§ **Texte retenu**:
Burundi : 9ᵉ édition de la Semaine de la diaspora
Face aux défis socio-économiques, la diaspora propose des solutions concrètes et plaide pour une gouvernance numérique renforcée.
 
Bujumbura, 29/07/2025 – La neuvième Semaine de la diaspora burundaise [1] s’est ouverte hier dans la commune Ntahangwa, en présence du président du Burundi, le général-major Ndayishimiye Évariste. Le thème retenu cette année est : « Contribution de la diaspora à la Vision 2040-2060 ».
Au nom des expatriés, Ndayiragije Samuel a présenté une série de projets concrets : construction de logements décents, développement de fermes agro-pastorales, création de complexes hôteliers, mise en valeur de circuits touristiques et développement de médias culturels. Il a également plaidé pour la digitalisation complète des services publics et la création d’une agence nationale de lutte contre la corruption. La diaspora envisage en outre l’édification d’un hôtel et de résidences qui lui soient dédiés.
Le chef de l’État a salué l’initiative et promis un cadre juridique et financier adapté pour accompagner ces investissements, en cohérence avec la Vision 2040-2060. Les travaux se poursuivront jusqu’au 2 août.
 
Depuis le XIXᵉ siècle, les Barundi subissent les conséquences des guerres menées par « la Croix et la Bannière »[2] contre le Burundi. Ces drames successifs ont contraint des milliers de leurs compatriotes à l’exil, donnant naissance à une diaspora dispersée aux quatre coins du monde. Pourtant, cette communauté, profondément attachée à sa terre natale, déplore l’indifférence de l’État. Aucune politique de soutien psychologique n’a été mise en place pour aider les exilés à surmonter les traumatismes liés à leur départ forcé. Pire, les autorités semblent ne considérer ces citoyens éloignés qu’une source de revenus, sans égard pour leur souffrance. Nul monument, nul symbole ne rend hommage à ces fils et filles du Burundi contraints de tout abandonner dans la douleur.
Depuis 2020, une nouvelle tendance émerge : les départs ne relèvent plus seulement de motifs politiques, mais aussi de causes socio-économiques. Ce phénomène interroge la pertinence même de la planification étatique.

§ **Consigne 1**:
D'après l'article sur la Semaine de la diaspora, jusqu'à quelle date les travaux se poursuivront-ils ?

§ **Extraits de données**:
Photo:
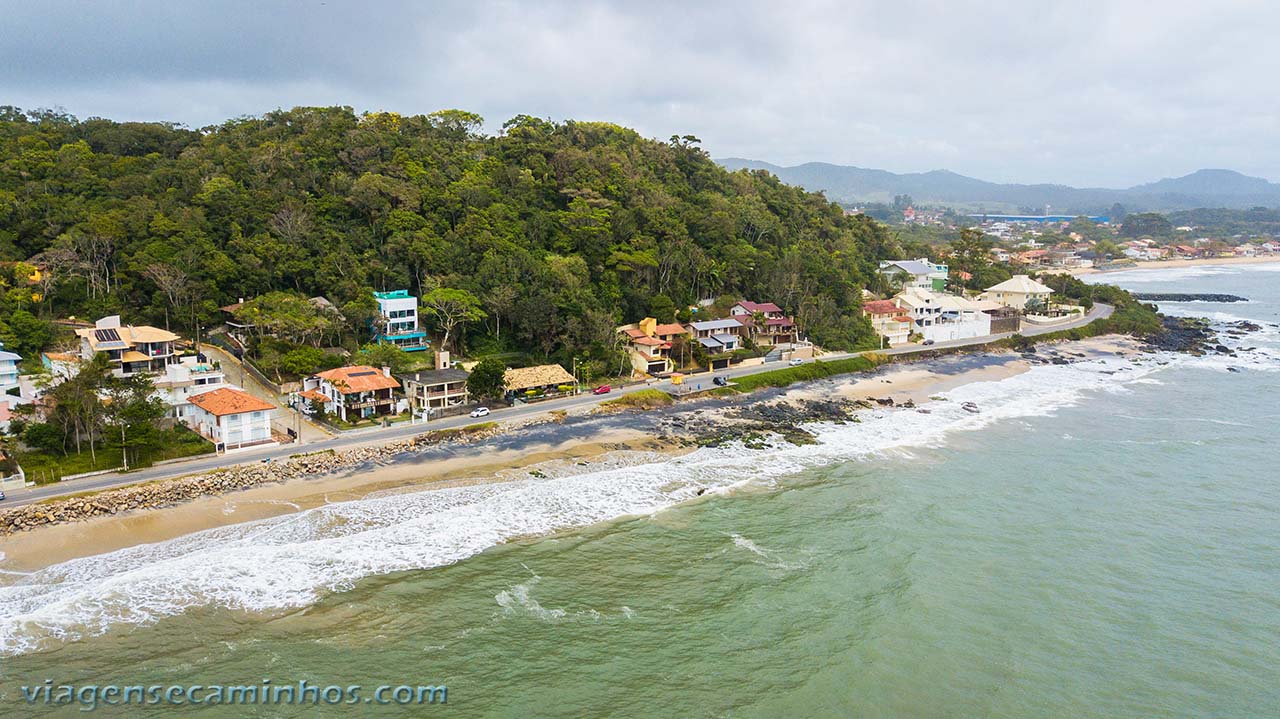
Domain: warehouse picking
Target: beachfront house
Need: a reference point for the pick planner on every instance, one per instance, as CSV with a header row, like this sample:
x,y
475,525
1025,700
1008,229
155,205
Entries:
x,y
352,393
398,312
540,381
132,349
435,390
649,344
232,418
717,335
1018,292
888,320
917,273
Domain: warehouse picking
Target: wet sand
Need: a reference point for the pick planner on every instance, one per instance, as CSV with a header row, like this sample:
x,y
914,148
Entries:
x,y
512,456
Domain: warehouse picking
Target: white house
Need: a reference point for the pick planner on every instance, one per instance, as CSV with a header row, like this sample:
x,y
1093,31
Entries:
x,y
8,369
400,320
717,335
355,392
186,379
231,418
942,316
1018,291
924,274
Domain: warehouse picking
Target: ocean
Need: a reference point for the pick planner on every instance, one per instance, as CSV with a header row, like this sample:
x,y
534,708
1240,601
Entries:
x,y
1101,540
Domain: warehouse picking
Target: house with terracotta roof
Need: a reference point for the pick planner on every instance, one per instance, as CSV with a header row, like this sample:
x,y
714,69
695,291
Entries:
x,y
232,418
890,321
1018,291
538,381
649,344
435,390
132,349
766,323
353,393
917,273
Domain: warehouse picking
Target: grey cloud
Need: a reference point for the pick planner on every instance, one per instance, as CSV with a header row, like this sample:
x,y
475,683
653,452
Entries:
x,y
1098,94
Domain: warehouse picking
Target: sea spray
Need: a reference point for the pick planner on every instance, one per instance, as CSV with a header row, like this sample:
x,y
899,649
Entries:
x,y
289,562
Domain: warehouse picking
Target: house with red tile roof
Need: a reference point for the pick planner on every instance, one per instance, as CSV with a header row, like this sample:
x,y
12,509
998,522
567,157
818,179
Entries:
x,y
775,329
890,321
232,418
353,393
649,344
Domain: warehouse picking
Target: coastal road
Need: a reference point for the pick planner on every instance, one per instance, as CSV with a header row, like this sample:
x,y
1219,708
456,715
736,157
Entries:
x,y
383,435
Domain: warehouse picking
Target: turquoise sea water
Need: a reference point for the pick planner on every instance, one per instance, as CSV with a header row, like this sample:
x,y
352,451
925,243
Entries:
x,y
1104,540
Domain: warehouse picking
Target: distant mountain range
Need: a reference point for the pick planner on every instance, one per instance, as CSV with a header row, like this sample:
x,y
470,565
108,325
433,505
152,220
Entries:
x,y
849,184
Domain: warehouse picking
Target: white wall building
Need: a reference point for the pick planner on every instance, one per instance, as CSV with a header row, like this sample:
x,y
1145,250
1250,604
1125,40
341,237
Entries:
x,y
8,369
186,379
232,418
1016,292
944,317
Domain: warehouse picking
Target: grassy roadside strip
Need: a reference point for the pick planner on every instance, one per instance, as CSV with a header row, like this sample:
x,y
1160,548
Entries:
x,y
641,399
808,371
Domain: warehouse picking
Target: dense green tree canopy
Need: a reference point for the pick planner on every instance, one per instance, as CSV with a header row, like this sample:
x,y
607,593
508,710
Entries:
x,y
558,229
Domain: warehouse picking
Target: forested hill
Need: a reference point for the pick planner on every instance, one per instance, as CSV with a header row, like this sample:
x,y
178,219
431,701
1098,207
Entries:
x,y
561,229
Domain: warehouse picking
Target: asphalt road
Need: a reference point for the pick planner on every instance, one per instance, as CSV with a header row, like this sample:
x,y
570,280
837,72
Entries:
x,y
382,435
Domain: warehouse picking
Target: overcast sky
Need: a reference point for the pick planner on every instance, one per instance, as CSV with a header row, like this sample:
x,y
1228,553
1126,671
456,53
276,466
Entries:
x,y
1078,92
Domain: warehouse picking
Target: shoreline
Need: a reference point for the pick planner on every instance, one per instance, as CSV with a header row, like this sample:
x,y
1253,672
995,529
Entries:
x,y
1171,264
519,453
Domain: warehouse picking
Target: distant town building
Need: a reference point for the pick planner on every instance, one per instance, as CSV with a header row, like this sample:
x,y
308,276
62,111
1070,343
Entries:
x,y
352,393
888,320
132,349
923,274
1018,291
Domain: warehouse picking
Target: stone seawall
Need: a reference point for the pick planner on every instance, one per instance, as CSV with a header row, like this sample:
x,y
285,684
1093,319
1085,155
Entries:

§ **Consigne 2**:
Renvoyez, s'il vous plaît, chaque ligne du listing qui contient la chaîne « roof ».

§ **Réponse 1**:
Jusqu'au 2 août.

§ **Réponse 2**:
Target: house with terracotta roof
Target: house with red tile roof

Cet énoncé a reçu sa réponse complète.